### Yang Dikerjakan
1. Tuliskan persis bagian teks tentang kota Wuhan yang diawali dengan kata-kata "Dengan kata lain, warga" dan diakhiri dengan "harus saling menyemangati.".
2. Jawablah pertanyaan berikut berdasarkan teks tentang kota Wuhan.
(a) Menurut teks, berapa banyak orang yang tinggal di kota itu?
(b) Siapa yang menutup kota itu?
(c) Warga kota itu diimbau untuk melakukan apa?
3. Lanjutkan teks tentang wabah virus corona di kota Wuhan mulai dari kalimat terakhirnya.

+++ Teks Sumber

Sosok.ID - Virus corona yang menyebar hingga menelan banyak korban membuat warga kota Wuhan depresi hingga ketakutan.
Kota yang disebut-sebut menjadi kota mati atau sepi itu sepi kegiatan penduduk seperti waktu sebelumnya.
Hal itu lantaran kota dimana awal virus itu menyebar, warganya dihimbau untuk tetap di rumah.
Dengan kata lain, warga kota terisolasi di rumah masing-masing hingga waktu yang belum ditentukan.
Kota yang menjadi tempat tinggal lebih dari 11 juta orang itu ditutup oleh pemerintah ditengah wabah penyakit dari virus corona.
Di tengah frustasi karena terisolasi dan tak bisa berkegiatan di luar rumah tersebut membuat banyak warga merasa harus saling menyemangati.

++++++
+++ Data Tersimpan

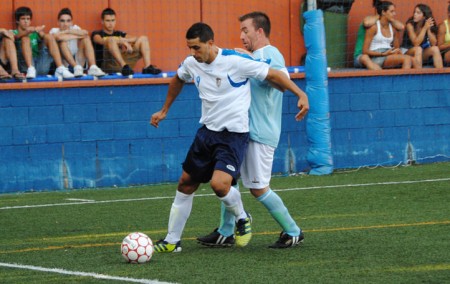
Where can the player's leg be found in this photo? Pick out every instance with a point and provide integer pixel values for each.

++++++
+++ Data Tersimpan

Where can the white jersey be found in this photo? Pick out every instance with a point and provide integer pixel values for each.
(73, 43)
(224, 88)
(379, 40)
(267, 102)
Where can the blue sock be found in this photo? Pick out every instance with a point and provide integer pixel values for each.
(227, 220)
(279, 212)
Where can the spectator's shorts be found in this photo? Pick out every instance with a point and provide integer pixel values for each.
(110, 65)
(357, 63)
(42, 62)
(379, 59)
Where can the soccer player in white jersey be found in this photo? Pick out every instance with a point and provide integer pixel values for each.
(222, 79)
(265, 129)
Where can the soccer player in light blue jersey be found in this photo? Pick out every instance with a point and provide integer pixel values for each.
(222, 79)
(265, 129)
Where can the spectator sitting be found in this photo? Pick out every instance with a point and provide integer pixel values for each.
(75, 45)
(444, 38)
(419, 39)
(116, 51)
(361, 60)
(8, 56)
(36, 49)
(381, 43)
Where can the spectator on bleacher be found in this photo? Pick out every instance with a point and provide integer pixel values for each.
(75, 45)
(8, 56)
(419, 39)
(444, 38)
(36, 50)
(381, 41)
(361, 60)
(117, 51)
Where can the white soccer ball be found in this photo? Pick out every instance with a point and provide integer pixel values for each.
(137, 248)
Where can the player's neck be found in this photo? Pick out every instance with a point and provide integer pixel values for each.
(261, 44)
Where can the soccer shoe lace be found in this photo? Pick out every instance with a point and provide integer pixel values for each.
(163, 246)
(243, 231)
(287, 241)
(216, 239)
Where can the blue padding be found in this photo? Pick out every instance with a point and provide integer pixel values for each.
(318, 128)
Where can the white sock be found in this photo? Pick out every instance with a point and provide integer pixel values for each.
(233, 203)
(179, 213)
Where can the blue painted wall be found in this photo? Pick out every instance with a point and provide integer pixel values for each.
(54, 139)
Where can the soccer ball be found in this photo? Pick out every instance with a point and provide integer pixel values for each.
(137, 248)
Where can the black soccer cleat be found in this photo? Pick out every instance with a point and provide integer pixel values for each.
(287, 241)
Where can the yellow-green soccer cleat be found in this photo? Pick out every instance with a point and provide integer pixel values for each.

++++++
+++ Data Tersimpan

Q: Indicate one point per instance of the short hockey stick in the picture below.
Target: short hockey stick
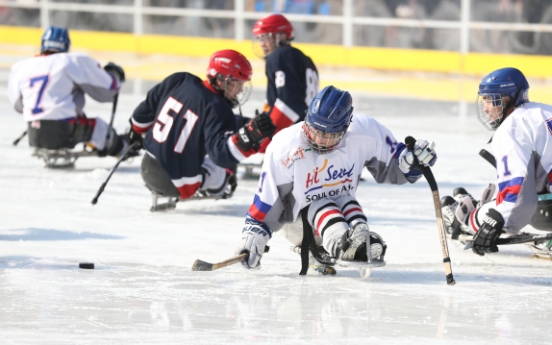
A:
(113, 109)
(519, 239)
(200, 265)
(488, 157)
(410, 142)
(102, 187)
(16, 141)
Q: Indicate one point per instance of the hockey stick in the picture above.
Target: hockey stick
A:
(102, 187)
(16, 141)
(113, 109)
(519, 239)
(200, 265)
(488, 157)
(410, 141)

++++++

### Jawaban Tiap Tugas
1.
Dengan kata lain, warga kota terisolasi di rumah masing-masing hingga waktu yang belum ditentukan.
Kota yang menjadi tempat tinggal lebih dari 11 juta orang itu ditutup oleh pemerintah ditengah wabah penyakit dari virus corona.
Di tengah frustasi karena terisolasi dan tak bisa berkegiatan di luar rumah tersebut membuat banyak warga merasa harus saling menyemangati.

2.
(a) Lebih dari 11 juta orang.
(b) Pemerintah.
(c) Tetap di rumah.

3.
Bahkan warga negara Indonesia yang tinggal di sana juga ikut menyemangati masyarakat kota.
Sebuah video baru-baru ini viral di media sosial yang menunjukkan gema teriakan "Wuhan Jiayou" dari jendela rumah maupun apartemen.
Dalam bahasa Indonesia, kalimat tersebut dapat diartikan "tetap semangat Wuhan" atau "jangan menyerah Wuhan".
Saling sahut seruan itu pun sempat diabadikan oleh beberapa warga kota lewat jendela tempat tinggal mereka.
Teriakan itu dimaksudkan untuk saling menyemangati di tengah isolasi akibat wabah virus corona.
Video gema teriakan "Semangat Wuhan" itu menjadi viral di media sosial setelah salah satu akun yang diduga milik salah satu warga yang tinggal di kota mati itu mengunggahnya di media sosial.
Melalui media sosial Twitter, @xinyanyu, membagikan momen warga kota Wuhan saling menyemangati satu sama lain.
Melansir dari BBC News, ada beberapa warga Indonesia yang ikut berpartisipasi dalam menyemangati warga kota yang tengah dirundung depresi tersebut.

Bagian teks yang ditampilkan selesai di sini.